» ENTRIES:

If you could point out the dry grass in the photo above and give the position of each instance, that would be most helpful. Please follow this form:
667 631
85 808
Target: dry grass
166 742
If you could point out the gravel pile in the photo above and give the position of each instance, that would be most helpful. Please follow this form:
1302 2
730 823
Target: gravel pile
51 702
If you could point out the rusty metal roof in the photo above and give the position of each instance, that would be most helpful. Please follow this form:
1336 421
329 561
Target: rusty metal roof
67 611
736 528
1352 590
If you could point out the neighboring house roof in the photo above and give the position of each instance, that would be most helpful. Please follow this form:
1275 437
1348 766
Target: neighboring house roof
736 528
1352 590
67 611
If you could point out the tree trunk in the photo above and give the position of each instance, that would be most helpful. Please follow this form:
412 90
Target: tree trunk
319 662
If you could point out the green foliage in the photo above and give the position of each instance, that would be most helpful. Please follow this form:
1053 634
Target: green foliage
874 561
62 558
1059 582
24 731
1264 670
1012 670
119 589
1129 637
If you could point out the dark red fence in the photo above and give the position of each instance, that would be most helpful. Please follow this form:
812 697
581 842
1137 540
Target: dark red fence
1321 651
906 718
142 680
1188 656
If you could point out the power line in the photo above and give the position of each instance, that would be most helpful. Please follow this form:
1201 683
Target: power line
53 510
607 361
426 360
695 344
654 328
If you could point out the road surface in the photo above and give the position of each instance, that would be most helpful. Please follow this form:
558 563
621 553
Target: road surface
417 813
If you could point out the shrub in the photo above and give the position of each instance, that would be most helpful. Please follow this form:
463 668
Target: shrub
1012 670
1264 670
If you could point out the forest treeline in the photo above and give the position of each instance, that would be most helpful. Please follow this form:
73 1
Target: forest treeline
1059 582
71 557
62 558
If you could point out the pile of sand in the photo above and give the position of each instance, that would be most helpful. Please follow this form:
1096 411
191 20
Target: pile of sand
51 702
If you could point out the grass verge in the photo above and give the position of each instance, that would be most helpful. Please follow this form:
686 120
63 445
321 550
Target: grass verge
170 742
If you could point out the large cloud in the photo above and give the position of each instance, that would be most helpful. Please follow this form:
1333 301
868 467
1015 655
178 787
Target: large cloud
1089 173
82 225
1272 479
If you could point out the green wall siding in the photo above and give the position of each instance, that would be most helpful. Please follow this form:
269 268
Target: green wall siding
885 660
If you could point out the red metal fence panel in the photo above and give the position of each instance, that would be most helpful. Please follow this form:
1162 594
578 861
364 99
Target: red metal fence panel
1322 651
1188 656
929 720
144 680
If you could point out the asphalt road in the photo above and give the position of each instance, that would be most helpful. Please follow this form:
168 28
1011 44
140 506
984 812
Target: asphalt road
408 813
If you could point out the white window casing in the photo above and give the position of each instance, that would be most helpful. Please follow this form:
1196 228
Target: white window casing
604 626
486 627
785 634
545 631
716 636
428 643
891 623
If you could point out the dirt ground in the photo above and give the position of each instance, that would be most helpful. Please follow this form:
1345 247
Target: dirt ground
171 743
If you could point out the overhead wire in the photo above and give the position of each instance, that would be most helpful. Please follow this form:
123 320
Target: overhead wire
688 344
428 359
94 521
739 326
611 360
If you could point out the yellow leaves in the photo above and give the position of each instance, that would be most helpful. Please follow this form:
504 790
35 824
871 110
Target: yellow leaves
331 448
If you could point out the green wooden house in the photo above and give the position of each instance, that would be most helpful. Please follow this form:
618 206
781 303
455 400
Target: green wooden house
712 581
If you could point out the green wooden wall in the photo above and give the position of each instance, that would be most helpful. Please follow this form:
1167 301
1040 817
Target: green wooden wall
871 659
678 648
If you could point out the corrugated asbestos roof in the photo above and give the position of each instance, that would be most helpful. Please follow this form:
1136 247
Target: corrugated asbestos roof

» GIVEN INSTRUCTION: Write out exactly the lines from the line holding "If you could point out the white" through the last line of the data, and nothing besides those lines.

» THE COMPLETED TASK:
If you could point out the white window casing in the photo above and give the position of each instance, that would be most helpful. Please follow this form:
1196 228
Target: white window casing
604 626
486 627
785 634
545 631
716 636
428 643
891 623
If you could point out the dirt ground in the photo above and give the position of each instance, that would be most helpful. Please follow this form:
1345 247
Target: dirt ground
171 743
If you could point out the overhead wire in the photo above and give the position of each instance, that would be most helpful. Please follow this form:
123 320
Target: overhead wire
688 344
428 359
94 521
739 326
611 360
If you could point out the yellow leaves in the photo above and give the position of each instance, that would be most helpful. Please follow this form:
504 790
35 824
871 110
Target: yellow leaves
331 448
If you could point out the green wooden house in the photo above and give the position of each instance, that would be most helpful. Please follow this form:
618 206
781 303
455 400
Target: green wooden house
712 581
If you could point out the green wooden wall in the photo above and give the position of each instance, that would be most helpful. Please follow this form:
1167 301
1040 817
Target: green wooden wall
871 659
678 648
If you could point out the corrugated asbestos roof in the photo above and give the position of each instance, that would be most helpful. Please follow this form:
1136 247
Target: corrugated asbestos roof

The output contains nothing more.